▶ _Task_
Could you reproduce the lines between the one holding "window -> simplified" and the one holding "59 25 L 59 32", inclusive, with "Outline" swapped for "Trace" and nothing else changed?

___ Records provided

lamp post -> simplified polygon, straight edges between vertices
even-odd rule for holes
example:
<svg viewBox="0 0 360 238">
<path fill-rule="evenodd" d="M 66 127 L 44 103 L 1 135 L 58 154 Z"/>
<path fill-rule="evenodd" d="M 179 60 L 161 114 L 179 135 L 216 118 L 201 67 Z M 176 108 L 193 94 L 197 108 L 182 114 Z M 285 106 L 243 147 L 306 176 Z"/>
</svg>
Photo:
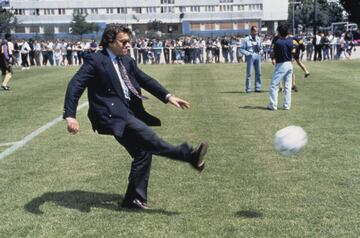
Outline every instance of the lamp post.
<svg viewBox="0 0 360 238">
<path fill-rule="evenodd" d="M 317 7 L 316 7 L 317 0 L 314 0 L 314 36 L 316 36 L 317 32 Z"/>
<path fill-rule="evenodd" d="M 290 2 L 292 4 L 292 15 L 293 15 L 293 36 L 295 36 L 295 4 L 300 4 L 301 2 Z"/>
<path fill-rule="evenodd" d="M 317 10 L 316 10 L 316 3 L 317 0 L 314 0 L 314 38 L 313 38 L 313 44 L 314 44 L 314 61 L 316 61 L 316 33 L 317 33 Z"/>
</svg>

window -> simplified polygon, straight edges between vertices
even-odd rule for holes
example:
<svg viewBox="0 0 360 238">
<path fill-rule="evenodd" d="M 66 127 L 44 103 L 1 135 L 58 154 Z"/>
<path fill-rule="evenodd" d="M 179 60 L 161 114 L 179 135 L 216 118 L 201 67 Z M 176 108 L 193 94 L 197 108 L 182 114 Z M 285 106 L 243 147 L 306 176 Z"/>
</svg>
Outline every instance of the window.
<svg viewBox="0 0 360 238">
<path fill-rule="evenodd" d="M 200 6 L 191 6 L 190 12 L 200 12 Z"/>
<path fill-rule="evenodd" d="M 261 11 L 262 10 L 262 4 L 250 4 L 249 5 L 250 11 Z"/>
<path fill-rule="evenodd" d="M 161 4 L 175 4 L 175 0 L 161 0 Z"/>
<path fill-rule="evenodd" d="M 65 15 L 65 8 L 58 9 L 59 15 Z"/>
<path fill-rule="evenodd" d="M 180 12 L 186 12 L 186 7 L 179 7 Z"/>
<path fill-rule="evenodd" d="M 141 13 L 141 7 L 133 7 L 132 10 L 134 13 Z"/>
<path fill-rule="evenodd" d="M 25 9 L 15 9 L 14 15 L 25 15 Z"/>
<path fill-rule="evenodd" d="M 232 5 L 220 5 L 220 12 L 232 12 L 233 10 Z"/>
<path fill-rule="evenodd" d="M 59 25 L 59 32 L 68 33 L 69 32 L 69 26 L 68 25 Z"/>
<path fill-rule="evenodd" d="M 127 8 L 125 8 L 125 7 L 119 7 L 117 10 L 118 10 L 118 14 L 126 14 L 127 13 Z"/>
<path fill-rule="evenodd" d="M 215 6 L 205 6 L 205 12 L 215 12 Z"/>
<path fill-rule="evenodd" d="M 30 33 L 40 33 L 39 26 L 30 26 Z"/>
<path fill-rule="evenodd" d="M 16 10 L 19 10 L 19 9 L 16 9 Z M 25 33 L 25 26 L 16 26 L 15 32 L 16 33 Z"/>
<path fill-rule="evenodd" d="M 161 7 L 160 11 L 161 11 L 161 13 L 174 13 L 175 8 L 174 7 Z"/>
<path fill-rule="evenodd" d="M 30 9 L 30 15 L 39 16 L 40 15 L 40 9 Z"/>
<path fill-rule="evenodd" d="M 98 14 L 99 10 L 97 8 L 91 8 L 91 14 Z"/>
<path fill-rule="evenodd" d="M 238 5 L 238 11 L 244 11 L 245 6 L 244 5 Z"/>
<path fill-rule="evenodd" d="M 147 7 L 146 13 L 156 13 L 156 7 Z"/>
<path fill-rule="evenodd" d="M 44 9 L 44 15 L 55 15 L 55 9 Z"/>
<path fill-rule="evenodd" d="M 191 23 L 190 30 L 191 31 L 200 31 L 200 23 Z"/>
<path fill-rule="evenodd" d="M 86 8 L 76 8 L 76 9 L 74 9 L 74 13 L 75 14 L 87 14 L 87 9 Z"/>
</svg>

______

▶ _Worked solution_
window -> simplified polygon, straight edges between vertices
even-odd rule for holes
example:
<svg viewBox="0 0 360 238">
<path fill-rule="evenodd" d="M 66 127 L 44 103 L 1 135 L 58 154 Z"/>
<path fill-rule="evenodd" d="M 179 60 L 161 114 L 179 135 L 216 118 L 201 67 Z M 176 108 L 193 94 L 197 108 L 182 114 Z M 285 106 L 243 147 L 306 176 Z"/>
</svg>
Trace every instance of the window.
<svg viewBox="0 0 360 238">
<path fill-rule="evenodd" d="M 200 6 L 191 6 L 190 12 L 200 12 Z"/>
<path fill-rule="evenodd" d="M 261 11 L 262 10 L 262 4 L 250 4 L 249 5 L 250 11 Z"/>
<path fill-rule="evenodd" d="M 161 4 L 175 4 L 175 0 L 161 0 Z"/>
<path fill-rule="evenodd" d="M 65 15 L 65 8 L 58 9 L 59 15 Z"/>
<path fill-rule="evenodd" d="M 180 12 L 186 12 L 186 7 L 179 7 Z"/>
<path fill-rule="evenodd" d="M 141 13 L 141 7 L 133 7 L 132 10 L 134 13 Z"/>
<path fill-rule="evenodd" d="M 25 9 L 15 9 L 14 15 L 25 15 Z"/>
<path fill-rule="evenodd" d="M 232 5 L 220 5 L 220 12 L 232 12 L 233 10 Z"/>
<path fill-rule="evenodd" d="M 59 25 L 59 32 L 68 33 L 69 32 L 69 26 L 68 25 Z"/>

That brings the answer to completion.